Copy each line from the data that has the word "below" in it.

(Information shown)

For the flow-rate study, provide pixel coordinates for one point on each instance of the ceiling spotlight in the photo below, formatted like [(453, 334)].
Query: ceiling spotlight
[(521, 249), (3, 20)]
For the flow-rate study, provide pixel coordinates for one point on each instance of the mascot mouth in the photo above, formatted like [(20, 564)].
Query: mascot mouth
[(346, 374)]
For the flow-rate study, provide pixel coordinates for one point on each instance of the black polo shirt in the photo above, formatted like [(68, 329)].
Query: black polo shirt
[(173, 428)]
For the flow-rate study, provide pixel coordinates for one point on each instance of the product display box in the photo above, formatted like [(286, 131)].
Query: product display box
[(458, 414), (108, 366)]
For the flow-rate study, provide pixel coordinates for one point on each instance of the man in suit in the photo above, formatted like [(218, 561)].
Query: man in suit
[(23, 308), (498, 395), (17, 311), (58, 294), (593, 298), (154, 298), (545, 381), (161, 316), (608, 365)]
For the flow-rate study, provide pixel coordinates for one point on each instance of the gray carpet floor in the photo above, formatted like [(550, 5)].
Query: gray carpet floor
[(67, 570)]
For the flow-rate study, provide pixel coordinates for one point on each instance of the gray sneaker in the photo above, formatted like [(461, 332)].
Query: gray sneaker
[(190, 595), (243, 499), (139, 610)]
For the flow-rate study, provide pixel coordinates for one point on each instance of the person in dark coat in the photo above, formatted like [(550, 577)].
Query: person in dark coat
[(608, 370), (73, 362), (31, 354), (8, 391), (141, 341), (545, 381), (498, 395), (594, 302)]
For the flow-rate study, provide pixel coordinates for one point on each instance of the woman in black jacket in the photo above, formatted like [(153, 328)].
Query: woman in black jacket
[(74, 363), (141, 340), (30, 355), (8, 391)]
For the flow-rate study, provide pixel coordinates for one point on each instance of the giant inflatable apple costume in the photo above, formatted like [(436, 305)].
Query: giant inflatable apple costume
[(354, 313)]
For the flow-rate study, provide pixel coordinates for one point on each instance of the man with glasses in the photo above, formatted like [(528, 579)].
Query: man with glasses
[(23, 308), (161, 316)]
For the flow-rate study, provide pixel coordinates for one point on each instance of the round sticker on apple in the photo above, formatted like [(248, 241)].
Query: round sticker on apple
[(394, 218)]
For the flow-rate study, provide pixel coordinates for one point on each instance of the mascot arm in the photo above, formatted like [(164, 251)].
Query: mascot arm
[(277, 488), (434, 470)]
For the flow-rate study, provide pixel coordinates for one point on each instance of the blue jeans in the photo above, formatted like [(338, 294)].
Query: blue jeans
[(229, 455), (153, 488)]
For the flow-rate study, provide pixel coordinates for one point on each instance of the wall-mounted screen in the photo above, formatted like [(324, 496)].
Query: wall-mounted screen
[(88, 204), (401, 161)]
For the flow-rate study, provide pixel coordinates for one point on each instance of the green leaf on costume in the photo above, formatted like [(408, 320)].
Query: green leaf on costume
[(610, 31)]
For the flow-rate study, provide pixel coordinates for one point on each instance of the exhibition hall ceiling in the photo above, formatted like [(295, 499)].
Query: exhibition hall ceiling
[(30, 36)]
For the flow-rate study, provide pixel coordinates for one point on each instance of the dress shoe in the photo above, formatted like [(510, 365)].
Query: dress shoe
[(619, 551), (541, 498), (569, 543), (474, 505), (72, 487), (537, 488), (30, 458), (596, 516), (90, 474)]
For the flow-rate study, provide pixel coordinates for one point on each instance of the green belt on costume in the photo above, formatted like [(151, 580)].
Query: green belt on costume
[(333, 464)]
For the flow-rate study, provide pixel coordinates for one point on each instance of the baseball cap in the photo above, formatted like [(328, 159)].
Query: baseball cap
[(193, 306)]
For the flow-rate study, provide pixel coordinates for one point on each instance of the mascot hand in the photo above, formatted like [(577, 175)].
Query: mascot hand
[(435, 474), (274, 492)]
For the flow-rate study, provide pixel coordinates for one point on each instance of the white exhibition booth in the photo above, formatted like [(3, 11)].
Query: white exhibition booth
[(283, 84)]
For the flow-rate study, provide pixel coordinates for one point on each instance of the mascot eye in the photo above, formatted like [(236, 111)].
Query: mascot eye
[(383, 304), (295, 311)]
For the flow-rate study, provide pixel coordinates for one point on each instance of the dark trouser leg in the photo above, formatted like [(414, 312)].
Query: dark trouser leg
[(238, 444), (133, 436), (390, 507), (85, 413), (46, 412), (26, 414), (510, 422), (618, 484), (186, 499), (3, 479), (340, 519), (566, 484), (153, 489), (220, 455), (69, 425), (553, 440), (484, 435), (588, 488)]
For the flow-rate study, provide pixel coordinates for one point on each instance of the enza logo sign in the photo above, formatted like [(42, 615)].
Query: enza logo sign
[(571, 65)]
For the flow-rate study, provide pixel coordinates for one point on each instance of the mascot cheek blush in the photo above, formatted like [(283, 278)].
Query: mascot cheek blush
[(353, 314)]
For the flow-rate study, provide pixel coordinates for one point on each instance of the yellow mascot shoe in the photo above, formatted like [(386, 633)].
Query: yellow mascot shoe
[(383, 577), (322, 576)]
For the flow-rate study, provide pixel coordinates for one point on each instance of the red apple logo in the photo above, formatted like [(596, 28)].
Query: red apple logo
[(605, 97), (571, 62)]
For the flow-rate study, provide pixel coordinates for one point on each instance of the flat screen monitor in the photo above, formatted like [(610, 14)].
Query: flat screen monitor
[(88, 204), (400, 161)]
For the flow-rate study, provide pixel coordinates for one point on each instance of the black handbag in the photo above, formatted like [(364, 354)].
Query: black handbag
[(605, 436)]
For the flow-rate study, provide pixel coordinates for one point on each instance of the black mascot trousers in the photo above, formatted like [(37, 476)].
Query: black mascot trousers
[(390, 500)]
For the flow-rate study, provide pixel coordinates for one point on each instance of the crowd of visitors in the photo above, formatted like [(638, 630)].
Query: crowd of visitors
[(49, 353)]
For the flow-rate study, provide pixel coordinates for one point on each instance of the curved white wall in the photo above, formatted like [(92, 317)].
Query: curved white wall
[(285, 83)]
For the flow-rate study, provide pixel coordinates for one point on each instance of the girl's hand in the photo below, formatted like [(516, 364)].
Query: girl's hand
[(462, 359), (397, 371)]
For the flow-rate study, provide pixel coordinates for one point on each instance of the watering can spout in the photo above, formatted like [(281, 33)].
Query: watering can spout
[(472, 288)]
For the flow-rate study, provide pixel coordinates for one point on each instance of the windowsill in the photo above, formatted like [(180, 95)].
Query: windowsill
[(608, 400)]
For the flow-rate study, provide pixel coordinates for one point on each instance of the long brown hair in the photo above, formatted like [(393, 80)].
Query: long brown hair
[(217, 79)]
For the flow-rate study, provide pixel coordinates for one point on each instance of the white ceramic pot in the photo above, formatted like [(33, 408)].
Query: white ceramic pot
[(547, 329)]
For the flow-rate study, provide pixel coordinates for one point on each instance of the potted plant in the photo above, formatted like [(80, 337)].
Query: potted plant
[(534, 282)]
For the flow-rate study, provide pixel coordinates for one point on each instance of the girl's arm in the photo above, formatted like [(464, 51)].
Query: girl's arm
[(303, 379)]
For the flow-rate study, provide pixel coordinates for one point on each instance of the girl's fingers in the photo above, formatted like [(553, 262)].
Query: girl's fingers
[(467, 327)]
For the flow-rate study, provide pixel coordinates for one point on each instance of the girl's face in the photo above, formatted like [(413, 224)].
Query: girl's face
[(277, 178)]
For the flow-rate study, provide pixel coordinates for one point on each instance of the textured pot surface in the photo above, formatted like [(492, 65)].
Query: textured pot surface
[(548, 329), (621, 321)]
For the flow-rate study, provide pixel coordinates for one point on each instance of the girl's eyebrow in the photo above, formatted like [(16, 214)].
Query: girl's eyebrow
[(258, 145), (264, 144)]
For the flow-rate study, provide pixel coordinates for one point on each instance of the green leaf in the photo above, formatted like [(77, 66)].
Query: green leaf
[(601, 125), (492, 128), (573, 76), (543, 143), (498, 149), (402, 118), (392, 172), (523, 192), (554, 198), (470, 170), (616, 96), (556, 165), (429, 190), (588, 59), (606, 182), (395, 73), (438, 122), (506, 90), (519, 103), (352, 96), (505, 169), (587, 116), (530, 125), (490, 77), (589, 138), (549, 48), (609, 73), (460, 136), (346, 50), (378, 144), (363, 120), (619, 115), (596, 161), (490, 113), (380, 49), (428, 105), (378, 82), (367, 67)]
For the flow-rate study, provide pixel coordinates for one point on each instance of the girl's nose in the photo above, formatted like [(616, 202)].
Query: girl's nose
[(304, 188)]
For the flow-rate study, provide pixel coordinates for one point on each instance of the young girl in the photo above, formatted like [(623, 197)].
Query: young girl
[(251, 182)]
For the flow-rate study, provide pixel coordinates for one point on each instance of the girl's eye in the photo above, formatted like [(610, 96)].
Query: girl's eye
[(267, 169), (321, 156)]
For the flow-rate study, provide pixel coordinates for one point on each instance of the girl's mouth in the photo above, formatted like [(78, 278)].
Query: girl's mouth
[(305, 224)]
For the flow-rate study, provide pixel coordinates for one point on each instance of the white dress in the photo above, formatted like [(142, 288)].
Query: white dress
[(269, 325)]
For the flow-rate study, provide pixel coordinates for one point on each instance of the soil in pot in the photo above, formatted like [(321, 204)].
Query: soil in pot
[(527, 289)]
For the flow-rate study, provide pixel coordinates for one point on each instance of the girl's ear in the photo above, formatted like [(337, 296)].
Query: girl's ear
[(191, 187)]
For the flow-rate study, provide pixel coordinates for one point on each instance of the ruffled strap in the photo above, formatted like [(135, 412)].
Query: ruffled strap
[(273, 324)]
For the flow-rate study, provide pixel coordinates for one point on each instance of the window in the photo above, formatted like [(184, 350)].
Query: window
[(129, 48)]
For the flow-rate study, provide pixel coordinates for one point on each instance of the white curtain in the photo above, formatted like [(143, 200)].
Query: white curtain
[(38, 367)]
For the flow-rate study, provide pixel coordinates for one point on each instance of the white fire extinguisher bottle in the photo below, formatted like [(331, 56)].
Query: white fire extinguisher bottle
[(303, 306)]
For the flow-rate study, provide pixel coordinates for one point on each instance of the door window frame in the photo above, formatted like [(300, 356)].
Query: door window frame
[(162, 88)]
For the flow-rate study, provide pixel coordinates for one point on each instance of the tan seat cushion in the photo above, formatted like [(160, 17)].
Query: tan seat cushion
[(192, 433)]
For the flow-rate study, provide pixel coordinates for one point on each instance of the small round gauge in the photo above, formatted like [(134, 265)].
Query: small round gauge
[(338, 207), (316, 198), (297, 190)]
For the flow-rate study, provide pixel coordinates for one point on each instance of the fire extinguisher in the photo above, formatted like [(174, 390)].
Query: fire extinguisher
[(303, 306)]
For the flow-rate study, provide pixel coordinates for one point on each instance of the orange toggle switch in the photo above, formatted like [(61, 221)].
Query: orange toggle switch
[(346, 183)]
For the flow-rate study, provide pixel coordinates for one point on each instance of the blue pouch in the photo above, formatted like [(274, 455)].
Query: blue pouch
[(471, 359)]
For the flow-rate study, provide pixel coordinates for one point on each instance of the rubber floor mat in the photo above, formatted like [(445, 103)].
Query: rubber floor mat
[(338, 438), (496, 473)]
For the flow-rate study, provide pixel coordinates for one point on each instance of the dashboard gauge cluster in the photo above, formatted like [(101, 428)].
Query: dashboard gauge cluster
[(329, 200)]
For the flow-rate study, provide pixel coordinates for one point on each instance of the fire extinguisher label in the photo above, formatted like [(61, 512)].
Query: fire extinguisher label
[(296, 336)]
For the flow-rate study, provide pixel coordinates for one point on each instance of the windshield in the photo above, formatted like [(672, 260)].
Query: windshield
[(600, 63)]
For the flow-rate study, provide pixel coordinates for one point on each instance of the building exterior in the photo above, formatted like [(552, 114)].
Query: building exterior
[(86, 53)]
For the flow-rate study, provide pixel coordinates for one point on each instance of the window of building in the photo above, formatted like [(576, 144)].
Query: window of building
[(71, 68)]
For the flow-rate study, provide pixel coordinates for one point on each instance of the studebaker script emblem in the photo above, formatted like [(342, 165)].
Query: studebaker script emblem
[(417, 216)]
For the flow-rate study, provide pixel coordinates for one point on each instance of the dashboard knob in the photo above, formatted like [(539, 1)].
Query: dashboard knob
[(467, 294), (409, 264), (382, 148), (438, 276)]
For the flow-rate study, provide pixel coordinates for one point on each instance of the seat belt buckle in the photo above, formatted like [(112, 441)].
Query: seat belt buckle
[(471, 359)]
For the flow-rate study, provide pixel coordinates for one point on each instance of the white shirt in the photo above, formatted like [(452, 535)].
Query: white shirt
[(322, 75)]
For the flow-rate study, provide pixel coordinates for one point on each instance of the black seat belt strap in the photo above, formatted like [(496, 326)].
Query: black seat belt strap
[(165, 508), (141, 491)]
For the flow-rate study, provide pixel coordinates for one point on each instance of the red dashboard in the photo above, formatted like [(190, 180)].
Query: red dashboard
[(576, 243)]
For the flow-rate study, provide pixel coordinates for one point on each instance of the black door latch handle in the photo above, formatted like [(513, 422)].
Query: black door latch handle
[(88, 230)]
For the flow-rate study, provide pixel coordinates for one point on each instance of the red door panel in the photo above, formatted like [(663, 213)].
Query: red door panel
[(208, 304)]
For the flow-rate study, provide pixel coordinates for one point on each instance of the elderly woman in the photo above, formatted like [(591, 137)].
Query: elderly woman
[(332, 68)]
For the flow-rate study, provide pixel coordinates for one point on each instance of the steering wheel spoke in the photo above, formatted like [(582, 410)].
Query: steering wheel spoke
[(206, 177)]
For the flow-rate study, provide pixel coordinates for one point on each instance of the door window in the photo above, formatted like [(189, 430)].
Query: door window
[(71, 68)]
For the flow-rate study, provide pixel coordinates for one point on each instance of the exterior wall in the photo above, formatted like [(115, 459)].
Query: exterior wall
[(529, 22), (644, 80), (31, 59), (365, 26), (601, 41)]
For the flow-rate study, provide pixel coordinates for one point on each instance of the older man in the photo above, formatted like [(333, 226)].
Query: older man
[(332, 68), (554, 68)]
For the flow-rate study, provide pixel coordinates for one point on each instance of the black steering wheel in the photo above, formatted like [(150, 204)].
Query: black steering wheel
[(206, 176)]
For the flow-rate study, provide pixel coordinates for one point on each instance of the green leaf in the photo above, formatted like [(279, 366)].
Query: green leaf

(End Information shown)

> **Your solution**:
For the flow-rate study, provide pixel coordinates for one point on each instance of the ceiling spotlight in the photo below, formatted like [(453, 334)].
For the flow-rate study, provide pixel coordinates for one point on each instance of the girl's hand in the photo below, formatted like [(516, 364)].
For the flow-rate study, provide pixel coordinates for one point on each instance of the white fire extinguisher bottle in the photo below, formatted like [(331, 56)].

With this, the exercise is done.